# DEINE AUFGABEN
**a)** Nenne alle Abkürzungen aus Großbuchstaben, die im Text über das Urteil des Sozialgerichts München vorkommen.
**b)** Setze den Text über das Urteil des Sozialgerichts München im gleichen Stil fort.

# VORLIEGENDER TEXT
######

Dr. Jens Kober über ein Urteil des Sozialgerichts München

Am 17. Mai 2023 erließ das Sozialgericht München (SG) ein wegweisendes Urteil: Demnach entfällt die bisherige Privilegierung von Großpraxen und Medizinischen Versorgungszentren (MVZ) bei der Wirtschaftlichkeitsprüfung. Wir sprachen mit KZVB-Vorstandsmitglied Dr. Jens Kober über die Auswirkungen dieser Entscheidung.

BZB: Behandeln MVZ in der Zahnmedizin generell unwirtschaftlicher als Einzel- oder Gemeinschaftspraxen?

Einen Meilenstein für den Erhalt der Praxislandschaft sieht Dr. Jens Kober in einem Urteil
des Sozialgerichts München, das für mehr Gerechtigkeit bei der Wirtschaftlichkeitsprüfung sorgen soll.

######

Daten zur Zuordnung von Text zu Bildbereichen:

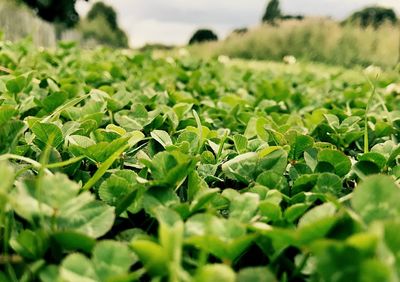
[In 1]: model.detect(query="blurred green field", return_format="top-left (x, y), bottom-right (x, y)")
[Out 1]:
top-left (191, 18), bottom-right (399, 68)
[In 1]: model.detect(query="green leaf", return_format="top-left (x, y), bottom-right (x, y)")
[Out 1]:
top-left (351, 175), bottom-right (400, 224)
top-left (194, 264), bottom-right (236, 282)
top-left (318, 150), bottom-right (351, 177)
top-left (233, 134), bottom-right (248, 154)
top-left (52, 231), bottom-right (96, 253)
top-left (82, 131), bottom-right (144, 191)
top-left (6, 75), bottom-right (27, 94)
top-left (12, 174), bottom-right (115, 238)
top-left (185, 214), bottom-right (254, 261)
top-left (237, 267), bottom-right (278, 282)
top-left (60, 253), bottom-right (100, 282)
top-left (131, 240), bottom-right (169, 276)
top-left (222, 190), bottom-right (260, 223)
top-left (289, 135), bottom-right (314, 160)
top-left (313, 173), bottom-right (343, 197)
top-left (0, 105), bottom-right (18, 126)
top-left (32, 122), bottom-right (64, 147)
top-left (10, 230), bottom-right (49, 260)
top-left (150, 130), bottom-right (172, 148)
top-left (92, 240), bottom-right (137, 281)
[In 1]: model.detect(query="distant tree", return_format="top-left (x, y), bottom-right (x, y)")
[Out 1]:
top-left (81, 2), bottom-right (129, 48)
top-left (20, 0), bottom-right (88, 27)
top-left (232, 27), bottom-right (249, 34)
top-left (281, 15), bottom-right (304, 21)
top-left (86, 2), bottom-right (118, 29)
top-left (189, 29), bottom-right (218, 45)
top-left (262, 0), bottom-right (282, 24)
top-left (345, 6), bottom-right (397, 28)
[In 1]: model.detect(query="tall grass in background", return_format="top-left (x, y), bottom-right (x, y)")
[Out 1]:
top-left (192, 18), bottom-right (399, 67)
top-left (0, 0), bottom-right (56, 46)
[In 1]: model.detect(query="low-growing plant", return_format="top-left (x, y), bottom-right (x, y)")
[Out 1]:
top-left (0, 39), bottom-right (400, 282)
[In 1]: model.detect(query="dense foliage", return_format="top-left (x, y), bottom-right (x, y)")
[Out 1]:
top-left (345, 6), bottom-right (397, 28)
top-left (262, 0), bottom-right (282, 24)
top-left (0, 40), bottom-right (400, 282)
top-left (189, 29), bottom-right (218, 45)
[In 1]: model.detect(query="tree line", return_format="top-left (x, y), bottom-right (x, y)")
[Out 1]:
top-left (17, 0), bottom-right (398, 47)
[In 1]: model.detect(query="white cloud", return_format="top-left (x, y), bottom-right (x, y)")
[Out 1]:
top-left (78, 0), bottom-right (400, 46)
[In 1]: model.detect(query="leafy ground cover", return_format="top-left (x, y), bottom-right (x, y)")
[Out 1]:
top-left (0, 42), bottom-right (400, 282)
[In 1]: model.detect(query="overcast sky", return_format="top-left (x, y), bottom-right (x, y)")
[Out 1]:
top-left (78, 0), bottom-right (400, 47)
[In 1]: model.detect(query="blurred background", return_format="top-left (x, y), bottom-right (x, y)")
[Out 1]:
top-left (0, 0), bottom-right (400, 68)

######

# DIE LÖSUNGEN
**a)** SG, MVZ, KZVB, BZB

**b)**
Kober: MVZ rechnen zumindest pro Fall deutlich mehr bei der KZVB ab als Einzel- oder Gemeinschaftspraxen. Das gilt sowohl für die meisten zahnarztgeführten als auch für fremdkapitalfinanzierte MVZ. Über die Ursachen kann ich nur spekulieren. Wir prüfen in der KZVB die Abrechnungen natürlich auf Richtigkeit und Plausibilität. Doch bislang konnten wir nicht verhindern, dass sich MVZ pro Patient deutlich mehr aus dem Honorartopf nehmen als die kleineren Praxen. Das war vertretbar, solange das Budget ausreichend war. Durch das GKV-Finanzstabilisierungsgesetz hat sich die Lage aber geändert. Wir müssen Wege finden, das Wirtschaftlichkeitsgebot jetzt gerechter anzuwenden, um Budgetüberschreitungen zu vermeiden oder auf ein Mindestmaß zu reduzieren.

BZB: Reichen die Instrumente, die die Selbstverwaltung hat, um „Abrechnungsoptimierung“ einzudämmen?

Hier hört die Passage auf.